What the exercise asks
Count the lines in the listing below that contain the string "Target", treating uppercase and lowercase as different. Reply with the number alone.

==== Material supplied ====

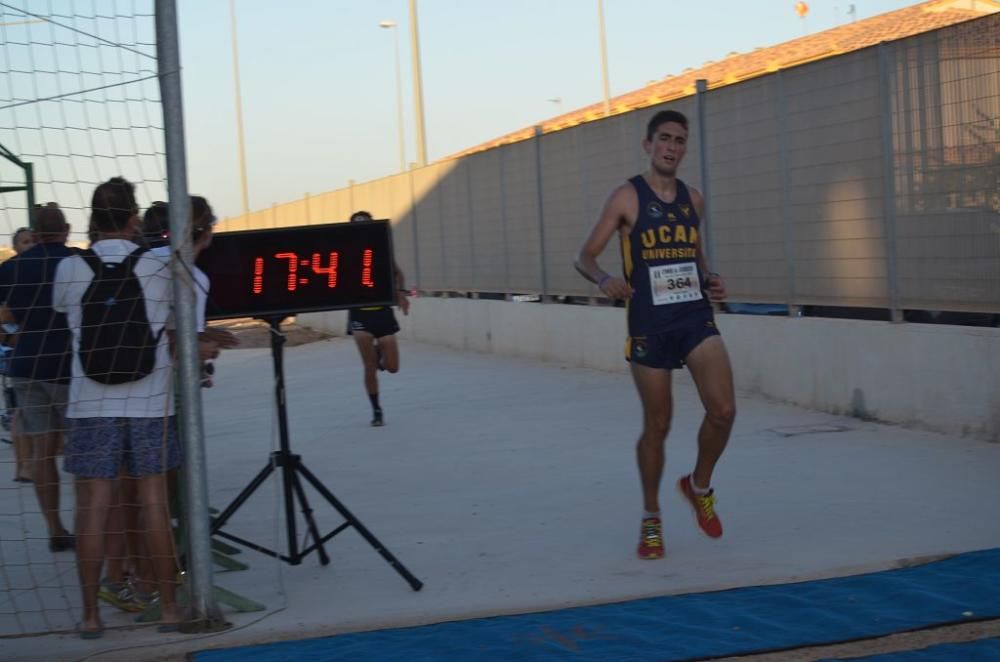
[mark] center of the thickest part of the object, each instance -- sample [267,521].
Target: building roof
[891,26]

====
==== Material supplied ====

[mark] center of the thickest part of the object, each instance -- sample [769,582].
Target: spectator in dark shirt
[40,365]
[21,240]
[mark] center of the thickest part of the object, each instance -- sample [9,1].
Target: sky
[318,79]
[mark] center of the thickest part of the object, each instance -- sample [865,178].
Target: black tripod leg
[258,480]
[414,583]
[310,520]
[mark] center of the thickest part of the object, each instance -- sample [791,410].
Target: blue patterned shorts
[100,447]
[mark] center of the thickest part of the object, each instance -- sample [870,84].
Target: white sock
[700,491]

====
==== Material supplied ====

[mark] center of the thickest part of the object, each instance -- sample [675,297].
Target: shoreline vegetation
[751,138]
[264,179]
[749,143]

====

Task solution
7